# [Exercise details]
Where the string "hair" appears in a line of the data, show that line.

# [Information shown]
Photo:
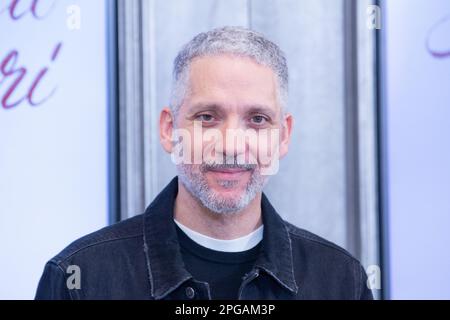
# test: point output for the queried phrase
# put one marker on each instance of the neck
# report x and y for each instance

==

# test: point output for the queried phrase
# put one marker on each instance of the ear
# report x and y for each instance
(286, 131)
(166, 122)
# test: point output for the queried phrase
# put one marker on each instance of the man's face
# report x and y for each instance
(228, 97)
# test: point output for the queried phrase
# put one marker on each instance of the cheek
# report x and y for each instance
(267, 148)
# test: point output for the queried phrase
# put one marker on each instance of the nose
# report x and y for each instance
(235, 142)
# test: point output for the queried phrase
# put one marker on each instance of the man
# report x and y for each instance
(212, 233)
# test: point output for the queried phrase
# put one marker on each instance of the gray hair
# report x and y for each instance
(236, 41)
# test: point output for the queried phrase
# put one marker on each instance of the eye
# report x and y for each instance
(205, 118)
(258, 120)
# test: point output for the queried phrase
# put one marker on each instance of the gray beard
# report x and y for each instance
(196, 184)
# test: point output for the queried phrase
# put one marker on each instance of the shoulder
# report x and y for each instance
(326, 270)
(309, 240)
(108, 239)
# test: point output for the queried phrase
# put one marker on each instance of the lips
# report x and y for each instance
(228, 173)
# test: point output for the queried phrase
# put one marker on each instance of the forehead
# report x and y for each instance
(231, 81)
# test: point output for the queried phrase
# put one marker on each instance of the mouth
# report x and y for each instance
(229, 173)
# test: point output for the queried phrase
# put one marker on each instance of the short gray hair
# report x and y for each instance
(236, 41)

# [Output for this exercise]
# put one marker on each instance of the gray hair
# put one marker on each instance of the short gray hair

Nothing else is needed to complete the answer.